§ **Verilen yazı**
'''
SEVGİSİZ İNSANLAR YETİŞTİRİLMESİN

ABONE OL
11:11 - 03/07/2022 11:11
0

BEĞENDİM

ABONE OL
Kaplan
Best

….. Madımak katliamının acısına:

Her insan kendi içinde bulunduğu çağı, zamanı ve ortamı, toplumu yaşar, onlardan edindikleri ile kendisini geliştirir, kişiliğini oluşturur.

İnsanların ne denli çok ve farklı davranış biçimleri, kişilikleri var ise de ortak olan yönleri ve duyguları da vardır.

İnsanın en önemli ve ortak özelliği ise onun kendi beynidir.

Her şey ama her şey beyinsel kayıtlar ve kodlamalar ile ilgilidir.

Bizi var eden, insanı yönlendiren, nasıl olduğumuzu gösteren de hep kendi beyinsel yapımız, durumumuzdur.
'''
Koordinat etiketleme verisi
'''
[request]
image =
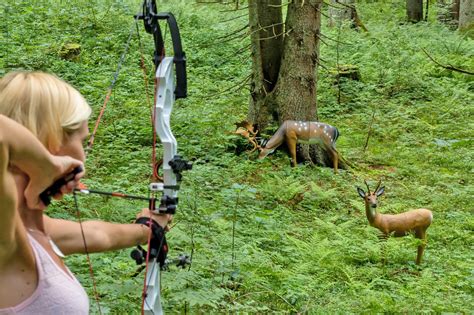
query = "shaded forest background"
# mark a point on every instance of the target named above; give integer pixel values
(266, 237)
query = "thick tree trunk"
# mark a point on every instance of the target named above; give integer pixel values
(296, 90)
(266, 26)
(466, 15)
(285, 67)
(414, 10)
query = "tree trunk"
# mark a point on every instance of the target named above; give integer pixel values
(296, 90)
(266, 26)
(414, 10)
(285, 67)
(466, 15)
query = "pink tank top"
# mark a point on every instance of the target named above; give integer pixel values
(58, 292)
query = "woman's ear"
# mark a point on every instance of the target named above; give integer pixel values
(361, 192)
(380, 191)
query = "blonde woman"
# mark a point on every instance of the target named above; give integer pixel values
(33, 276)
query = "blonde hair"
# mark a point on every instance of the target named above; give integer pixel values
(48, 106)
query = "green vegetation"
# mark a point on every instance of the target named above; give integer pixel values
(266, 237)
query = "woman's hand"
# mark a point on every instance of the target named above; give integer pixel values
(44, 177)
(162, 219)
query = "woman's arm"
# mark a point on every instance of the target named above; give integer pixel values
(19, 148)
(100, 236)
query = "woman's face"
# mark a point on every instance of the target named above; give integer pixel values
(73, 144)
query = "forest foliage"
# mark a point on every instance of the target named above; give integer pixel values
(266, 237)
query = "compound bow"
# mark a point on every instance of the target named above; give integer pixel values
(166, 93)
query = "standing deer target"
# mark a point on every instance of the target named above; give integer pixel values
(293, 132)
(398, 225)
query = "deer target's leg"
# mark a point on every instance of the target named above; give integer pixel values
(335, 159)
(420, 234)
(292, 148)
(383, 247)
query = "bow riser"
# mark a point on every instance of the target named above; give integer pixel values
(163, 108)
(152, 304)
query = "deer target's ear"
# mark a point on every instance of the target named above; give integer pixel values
'''
'''
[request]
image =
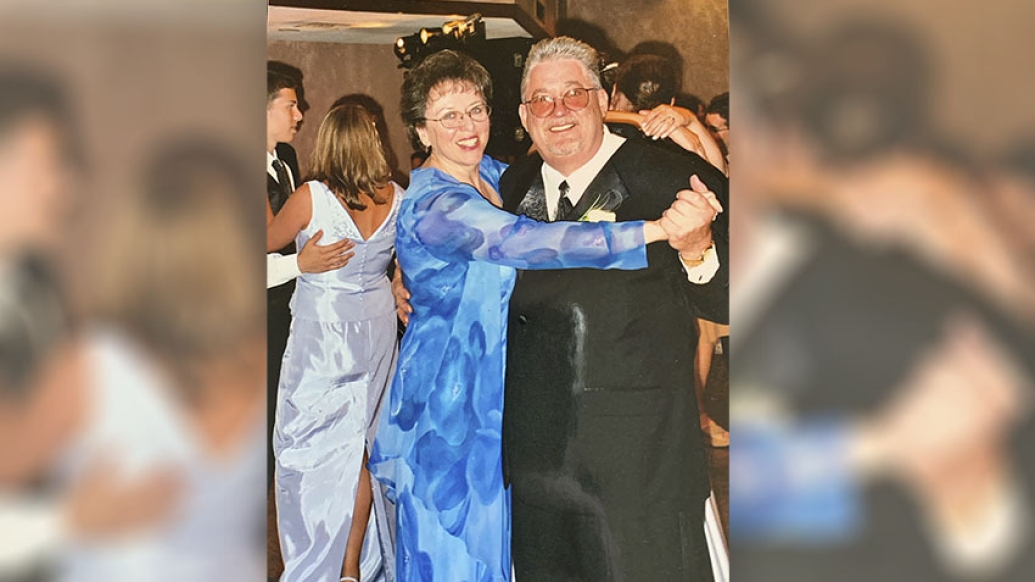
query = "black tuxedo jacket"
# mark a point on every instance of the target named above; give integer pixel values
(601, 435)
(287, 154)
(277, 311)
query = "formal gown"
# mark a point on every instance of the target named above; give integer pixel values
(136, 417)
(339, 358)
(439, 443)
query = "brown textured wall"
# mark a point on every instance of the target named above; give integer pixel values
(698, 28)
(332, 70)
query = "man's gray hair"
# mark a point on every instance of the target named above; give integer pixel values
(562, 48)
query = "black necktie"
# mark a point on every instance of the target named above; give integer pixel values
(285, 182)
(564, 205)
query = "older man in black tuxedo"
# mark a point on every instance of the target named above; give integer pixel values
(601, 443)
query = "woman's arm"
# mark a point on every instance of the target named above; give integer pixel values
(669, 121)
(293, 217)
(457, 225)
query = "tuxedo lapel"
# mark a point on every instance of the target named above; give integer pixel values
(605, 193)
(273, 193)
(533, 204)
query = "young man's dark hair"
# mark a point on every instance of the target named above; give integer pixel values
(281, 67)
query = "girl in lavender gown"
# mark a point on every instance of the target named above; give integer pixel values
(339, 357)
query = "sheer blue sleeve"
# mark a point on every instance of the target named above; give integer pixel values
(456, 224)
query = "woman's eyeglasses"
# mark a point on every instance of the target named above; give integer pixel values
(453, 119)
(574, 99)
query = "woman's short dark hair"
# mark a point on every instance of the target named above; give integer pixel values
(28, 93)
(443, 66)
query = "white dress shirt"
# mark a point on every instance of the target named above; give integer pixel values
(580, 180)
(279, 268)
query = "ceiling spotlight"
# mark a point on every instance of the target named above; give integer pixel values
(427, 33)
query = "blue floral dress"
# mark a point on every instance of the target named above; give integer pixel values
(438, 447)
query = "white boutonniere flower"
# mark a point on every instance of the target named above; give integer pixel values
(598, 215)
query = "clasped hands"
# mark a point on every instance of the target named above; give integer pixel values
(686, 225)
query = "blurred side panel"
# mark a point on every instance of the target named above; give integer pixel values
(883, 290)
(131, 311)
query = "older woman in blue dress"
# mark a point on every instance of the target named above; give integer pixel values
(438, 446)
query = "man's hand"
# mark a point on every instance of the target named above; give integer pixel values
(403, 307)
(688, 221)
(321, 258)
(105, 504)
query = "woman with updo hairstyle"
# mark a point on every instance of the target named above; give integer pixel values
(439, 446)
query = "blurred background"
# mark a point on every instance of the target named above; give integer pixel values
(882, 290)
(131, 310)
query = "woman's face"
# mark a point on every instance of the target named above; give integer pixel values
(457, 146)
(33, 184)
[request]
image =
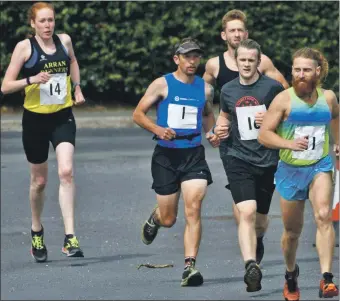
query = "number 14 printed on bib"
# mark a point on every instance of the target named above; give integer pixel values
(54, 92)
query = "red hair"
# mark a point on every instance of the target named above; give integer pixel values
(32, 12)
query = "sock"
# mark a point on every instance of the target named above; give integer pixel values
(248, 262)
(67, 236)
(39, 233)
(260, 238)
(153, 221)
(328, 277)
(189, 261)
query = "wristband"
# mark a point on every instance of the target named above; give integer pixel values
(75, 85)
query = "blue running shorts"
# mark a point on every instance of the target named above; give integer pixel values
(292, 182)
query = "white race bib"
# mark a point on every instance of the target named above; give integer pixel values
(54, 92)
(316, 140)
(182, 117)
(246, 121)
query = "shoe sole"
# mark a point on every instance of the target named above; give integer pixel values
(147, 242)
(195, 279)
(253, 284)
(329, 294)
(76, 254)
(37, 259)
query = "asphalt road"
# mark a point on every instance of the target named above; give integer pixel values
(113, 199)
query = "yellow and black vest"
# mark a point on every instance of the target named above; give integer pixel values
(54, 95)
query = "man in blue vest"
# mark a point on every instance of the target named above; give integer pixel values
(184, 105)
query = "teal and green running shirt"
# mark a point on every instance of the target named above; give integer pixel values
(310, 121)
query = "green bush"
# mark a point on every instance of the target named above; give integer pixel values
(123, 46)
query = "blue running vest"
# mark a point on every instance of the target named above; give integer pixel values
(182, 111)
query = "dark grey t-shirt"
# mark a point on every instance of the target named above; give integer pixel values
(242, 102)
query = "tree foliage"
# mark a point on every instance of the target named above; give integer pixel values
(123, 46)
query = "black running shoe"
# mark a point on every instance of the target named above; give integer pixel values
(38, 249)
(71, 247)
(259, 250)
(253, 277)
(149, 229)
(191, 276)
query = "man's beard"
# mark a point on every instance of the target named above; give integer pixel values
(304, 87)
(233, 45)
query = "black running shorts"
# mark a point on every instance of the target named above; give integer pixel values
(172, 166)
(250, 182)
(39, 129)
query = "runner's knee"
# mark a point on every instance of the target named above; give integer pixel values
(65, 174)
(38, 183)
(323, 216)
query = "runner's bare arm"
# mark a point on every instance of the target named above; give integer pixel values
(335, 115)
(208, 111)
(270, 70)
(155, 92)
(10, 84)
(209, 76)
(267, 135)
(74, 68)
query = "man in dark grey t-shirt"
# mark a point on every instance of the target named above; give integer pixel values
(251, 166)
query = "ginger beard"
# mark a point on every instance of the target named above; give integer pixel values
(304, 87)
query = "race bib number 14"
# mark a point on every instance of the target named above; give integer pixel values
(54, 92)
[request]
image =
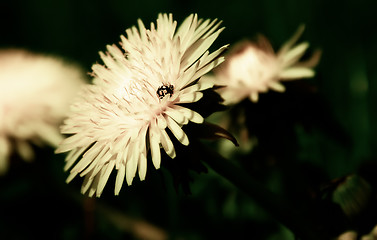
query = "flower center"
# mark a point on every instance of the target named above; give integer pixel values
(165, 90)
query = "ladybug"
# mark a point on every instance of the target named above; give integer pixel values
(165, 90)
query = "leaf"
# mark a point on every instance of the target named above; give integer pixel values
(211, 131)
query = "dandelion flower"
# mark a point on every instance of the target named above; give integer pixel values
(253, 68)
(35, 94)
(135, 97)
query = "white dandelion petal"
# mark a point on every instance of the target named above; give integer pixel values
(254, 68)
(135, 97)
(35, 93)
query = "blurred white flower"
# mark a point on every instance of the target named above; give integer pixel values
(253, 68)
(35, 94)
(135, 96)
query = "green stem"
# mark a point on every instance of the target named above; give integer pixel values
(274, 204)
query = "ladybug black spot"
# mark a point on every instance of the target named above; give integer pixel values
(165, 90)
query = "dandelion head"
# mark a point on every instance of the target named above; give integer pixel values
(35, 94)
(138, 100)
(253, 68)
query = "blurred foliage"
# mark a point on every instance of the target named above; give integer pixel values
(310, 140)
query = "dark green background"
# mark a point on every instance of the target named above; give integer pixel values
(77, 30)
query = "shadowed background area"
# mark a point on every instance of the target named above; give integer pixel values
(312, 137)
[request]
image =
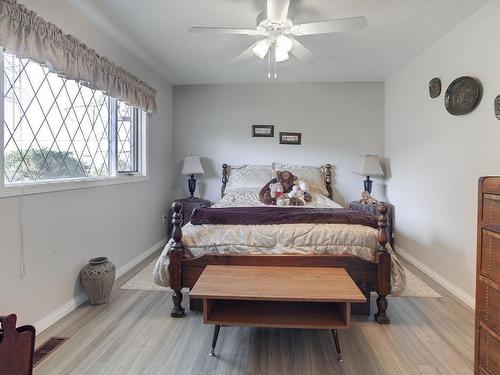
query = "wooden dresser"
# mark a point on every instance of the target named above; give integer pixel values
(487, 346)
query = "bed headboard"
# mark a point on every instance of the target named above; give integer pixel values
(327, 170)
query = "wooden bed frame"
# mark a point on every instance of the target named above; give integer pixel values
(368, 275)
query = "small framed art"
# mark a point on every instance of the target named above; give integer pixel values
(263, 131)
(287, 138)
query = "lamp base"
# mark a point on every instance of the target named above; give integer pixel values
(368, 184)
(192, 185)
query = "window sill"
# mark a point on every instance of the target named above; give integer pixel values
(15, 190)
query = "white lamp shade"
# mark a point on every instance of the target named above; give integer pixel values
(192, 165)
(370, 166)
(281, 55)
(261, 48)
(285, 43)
'''
'''
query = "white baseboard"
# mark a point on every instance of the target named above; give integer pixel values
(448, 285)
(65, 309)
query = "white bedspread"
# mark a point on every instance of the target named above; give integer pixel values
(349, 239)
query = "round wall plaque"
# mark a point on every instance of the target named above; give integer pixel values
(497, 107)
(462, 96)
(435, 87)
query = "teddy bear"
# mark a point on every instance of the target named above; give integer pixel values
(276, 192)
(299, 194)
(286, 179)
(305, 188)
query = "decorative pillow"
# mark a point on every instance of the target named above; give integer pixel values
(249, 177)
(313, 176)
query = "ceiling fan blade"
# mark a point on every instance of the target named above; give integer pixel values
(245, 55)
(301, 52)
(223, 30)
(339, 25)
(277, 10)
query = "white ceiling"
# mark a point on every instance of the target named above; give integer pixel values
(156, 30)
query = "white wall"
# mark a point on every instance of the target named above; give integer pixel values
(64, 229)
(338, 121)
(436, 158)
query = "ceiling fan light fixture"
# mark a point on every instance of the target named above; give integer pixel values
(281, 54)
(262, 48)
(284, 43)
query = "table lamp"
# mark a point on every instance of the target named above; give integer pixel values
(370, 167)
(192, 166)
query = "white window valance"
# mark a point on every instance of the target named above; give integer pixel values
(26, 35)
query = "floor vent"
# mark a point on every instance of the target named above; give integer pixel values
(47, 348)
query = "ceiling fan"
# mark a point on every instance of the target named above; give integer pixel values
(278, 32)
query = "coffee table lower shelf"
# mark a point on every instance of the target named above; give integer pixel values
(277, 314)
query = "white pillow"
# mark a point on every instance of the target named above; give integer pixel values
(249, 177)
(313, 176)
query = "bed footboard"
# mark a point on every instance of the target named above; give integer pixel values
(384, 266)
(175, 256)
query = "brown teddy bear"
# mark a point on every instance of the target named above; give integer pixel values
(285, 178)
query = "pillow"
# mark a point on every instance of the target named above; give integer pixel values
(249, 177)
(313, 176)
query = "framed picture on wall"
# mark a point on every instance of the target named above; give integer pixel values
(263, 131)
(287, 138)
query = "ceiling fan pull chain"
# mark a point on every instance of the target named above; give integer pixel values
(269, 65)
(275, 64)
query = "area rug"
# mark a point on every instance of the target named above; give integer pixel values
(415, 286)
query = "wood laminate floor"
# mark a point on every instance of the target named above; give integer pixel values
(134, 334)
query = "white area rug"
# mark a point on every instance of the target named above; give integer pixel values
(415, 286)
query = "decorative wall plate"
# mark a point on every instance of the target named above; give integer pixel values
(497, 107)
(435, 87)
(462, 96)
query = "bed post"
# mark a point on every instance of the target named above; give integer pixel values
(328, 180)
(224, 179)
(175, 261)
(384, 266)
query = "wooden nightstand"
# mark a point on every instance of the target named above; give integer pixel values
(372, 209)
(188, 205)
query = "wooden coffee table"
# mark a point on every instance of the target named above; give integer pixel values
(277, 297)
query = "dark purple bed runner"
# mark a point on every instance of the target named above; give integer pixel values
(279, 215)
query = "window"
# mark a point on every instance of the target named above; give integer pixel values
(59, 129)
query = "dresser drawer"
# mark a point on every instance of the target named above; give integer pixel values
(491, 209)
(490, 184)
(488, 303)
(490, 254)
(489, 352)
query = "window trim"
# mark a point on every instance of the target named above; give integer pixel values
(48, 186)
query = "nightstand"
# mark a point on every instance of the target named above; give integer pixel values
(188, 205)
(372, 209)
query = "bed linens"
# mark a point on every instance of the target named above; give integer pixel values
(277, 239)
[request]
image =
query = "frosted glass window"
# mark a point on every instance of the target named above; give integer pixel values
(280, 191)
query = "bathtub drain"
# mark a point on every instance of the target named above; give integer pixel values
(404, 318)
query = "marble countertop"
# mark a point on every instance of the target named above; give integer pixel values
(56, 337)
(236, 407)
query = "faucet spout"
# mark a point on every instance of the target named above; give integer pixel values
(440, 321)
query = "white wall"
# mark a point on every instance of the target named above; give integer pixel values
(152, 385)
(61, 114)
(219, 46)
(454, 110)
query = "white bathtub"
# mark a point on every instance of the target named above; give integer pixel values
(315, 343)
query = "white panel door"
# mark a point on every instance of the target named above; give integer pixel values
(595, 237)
'''
§ **Yapılacaklar**
a) Verilen yazıya dayanarak aşağıdaki soruları yanıtla:
(i) Yazı hangi katliamın acısına yazılmıştır?
(ii) Yazıya göre insanın en önemli ve ortak özelliği nedir?
(iii) Yazıya göre her şey neyle ilgilidir?
b) Verilen yazıya göre her insanın yaşadığı şeylerin tamamını sırala.
c) Madımak katliamının acısına yazılan yazıyı kaldığı yerden sürdür.

§ **Sırayla yanıtlar**
a)
(i) Madımak katliamının.
(ii) İnsanın kendi beyni.
(iii) Beyinsel kayıtlar ve kodlamalarla.

b) Çağ, zaman, ortam, toplum.

c)
İnsanın beyni “doğal” yapısı ile doğumla birlikte biçimlenmiş olsa bile asıl olan çevreden, toplumdan, ailesinden… aldıkları ile işlenmesi ve geliştirilmesi, yönlendirilmesidir.

Bunun için bir toplumdaki yapılar, kurumlar çağının gerisinde olmamalı ve yurttaşlarını en iyi donanım ve duygularla yetiştirebilmelidir.

İnsan ilişkilerinde en çok önem verilenlerin başında sevgi ile “karşılanmak”, sevgi “görmek” gelir.

Sevmek ve sevilmek temel duygu olarak bir insanı en çok etkileyendir.

İnsan ilişkilerindeki sevginin yeri ve oranı belki de tüm ilişkide en önemli etkendir.

Her insanın diğerlerine yaklaşımındaki sevgi ölçeği, oranı aynı mıdır?

İnsanlara sevgi ile yaklaşabilir olmak öyle birden olacak bir iş değildir aslında…

İnsanın doğasında bulunan birçok özelliklerinin yanı sıra başka kişilere, başka varlıklara sevgi duyabilmesi de vardır.

İnsanın genetik özellikleri ne kadar önemli ise doğup büyüdüğü ev ve mahallesi ile birlikte aldığı ilk kültür “sevgi eğitimi”nin de başlangıcını sağlar.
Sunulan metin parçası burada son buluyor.